[Selected text Boundary: Start]

As I was piecing together the components of the Organizational Renaissance™ concept, it seemed incomplete. Then I realized a critical element was missing: self-care. A familiar example illustrates why self-care is important. Those who travel by air are familiar with the flight attendants' instructions about use of the oxygen masks: "Put your own mask on first and adjust the straps before you help others." This metaphor illustrates that we cannot be fully effective in helping others, whether inside or outside of the workplace, unless we take care of ourselves first.
For those who may be out of practice in taking care of themselves, here are seven suggestions to help you get started or re-started:
- Take the time to paint a picture (literally or figuratively) of how you want to live your life and the values that you espouse. Use this picture as the standard against which to make decisions and set priorities. Relentlessly jettison things that don't support your vision.

[Selected text Boundary: End]

• Exercise instructions:
A - In the self-care passage, what critical element did the writer realize was missing from the Organizational Renaissance™ concept?
B - Write the next part of the self-care passage, picking up after its final sentence with the second of the seven suggestions.

[Data records Boundary: Start]

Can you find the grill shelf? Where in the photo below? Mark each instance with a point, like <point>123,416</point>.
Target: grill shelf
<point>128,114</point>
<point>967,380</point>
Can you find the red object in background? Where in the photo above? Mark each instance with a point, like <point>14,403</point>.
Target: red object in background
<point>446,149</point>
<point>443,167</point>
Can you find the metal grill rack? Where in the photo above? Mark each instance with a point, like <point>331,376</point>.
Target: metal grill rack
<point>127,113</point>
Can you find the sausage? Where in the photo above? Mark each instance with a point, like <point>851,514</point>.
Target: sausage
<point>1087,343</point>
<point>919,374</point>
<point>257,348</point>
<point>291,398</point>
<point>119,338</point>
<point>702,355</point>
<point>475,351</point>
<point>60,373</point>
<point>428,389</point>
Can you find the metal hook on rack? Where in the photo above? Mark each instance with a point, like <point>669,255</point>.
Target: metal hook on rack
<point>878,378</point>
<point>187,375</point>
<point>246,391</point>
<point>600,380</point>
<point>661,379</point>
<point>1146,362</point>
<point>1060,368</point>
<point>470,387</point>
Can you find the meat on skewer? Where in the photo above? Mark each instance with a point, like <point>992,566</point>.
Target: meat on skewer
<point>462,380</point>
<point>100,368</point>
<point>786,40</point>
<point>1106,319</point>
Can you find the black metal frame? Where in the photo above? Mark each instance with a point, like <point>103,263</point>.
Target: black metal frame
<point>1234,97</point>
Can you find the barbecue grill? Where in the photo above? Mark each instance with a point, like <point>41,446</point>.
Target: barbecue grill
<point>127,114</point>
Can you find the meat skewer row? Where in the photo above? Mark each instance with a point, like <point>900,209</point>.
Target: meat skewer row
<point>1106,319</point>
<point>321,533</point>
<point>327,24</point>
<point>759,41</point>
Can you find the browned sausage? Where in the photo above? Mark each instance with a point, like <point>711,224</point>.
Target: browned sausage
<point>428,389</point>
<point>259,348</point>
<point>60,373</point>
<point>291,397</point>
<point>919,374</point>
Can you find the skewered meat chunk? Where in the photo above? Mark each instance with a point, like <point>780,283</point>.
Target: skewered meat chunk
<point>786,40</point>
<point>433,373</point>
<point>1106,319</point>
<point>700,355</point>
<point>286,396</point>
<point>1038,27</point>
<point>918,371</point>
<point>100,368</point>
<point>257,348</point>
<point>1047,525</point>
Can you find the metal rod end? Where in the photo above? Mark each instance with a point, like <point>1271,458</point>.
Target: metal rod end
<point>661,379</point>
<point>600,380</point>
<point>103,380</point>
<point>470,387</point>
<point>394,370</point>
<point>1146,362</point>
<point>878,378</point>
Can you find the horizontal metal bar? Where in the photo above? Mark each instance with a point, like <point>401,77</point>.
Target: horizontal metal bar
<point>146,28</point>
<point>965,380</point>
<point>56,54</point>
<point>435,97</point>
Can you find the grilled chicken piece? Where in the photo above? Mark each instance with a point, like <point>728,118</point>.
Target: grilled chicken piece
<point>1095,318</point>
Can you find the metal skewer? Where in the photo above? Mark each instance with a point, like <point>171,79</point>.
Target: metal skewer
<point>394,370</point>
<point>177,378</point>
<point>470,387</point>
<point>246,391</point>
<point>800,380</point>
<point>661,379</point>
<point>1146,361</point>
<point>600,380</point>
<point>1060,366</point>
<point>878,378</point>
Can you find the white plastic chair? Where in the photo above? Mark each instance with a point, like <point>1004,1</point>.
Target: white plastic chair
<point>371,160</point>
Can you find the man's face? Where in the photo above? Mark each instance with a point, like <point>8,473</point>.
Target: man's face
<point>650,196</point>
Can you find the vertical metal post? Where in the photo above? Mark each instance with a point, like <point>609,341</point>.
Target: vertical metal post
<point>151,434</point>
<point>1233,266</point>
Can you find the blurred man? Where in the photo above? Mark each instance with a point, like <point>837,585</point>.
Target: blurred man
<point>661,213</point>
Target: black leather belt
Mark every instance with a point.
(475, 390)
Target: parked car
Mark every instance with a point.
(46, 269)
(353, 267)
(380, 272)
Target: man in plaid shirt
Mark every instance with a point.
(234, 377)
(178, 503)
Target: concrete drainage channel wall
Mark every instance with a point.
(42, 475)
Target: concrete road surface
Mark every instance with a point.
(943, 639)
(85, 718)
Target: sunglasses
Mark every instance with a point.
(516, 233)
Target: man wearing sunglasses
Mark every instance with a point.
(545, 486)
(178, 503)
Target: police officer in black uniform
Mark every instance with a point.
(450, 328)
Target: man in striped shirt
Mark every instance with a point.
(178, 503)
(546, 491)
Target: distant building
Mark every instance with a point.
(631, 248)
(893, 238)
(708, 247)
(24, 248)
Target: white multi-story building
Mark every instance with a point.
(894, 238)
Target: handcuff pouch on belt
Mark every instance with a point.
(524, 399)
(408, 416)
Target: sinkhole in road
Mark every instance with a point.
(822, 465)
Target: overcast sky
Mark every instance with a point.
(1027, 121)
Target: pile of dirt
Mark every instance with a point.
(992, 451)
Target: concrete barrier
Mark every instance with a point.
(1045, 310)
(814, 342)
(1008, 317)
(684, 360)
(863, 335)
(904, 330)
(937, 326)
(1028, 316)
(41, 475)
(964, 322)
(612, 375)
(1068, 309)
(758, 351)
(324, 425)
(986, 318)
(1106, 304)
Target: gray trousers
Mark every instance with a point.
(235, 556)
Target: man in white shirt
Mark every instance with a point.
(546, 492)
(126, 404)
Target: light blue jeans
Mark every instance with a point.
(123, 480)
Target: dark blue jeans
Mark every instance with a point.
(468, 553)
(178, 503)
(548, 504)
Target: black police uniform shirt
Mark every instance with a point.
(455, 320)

[Data records Boundary: End]

• Written responses:
A - Self-care.

B -
- Zealously guard your time. I like the perspective provided by Alan Weiss, my mentor. He defines wealth as discretionary time, saying that while individuals can make more money, they cannot make more time.
- Refuse to play the role of victim. Acknowledge that although bad things happen, you are the only one who can define yourself as a victim, and only you can choose to remain in or leave that state of mind. Most of us experience rough patches. One of my friends, a cancer survivor, shared her secret for getting through those "woe is me" times: she allows herself to have a 15-minute "pity party," during which time she can feel as badly as she wants. Once the time is up, however, she resolutely picks herself up and moves on.
- Surround yourself with people who infuse your life with positive energy, and avoid those who suck the energy out of you. If you must be around individuals in the latter group (e.g., family members, co-workers), minimize your time with them.
- View your life as a whole rather than segmenting it into arbitrary parts - e.g., work life, home life. Approaching your life holistically enables you to maximize it and, importantly, to integrate its various aspects. (See #6 and #7.)
- Develop a career that allows you to express your passion. Life is too short, and we spend too much of it at work, to squander our time by doing things that don't make our hearts sing.
- Remember to strive for balance in your self-care. That is, tend to the mental, physical, emotional, and spiritual aspects of your being. All of our "selves" need care and attention.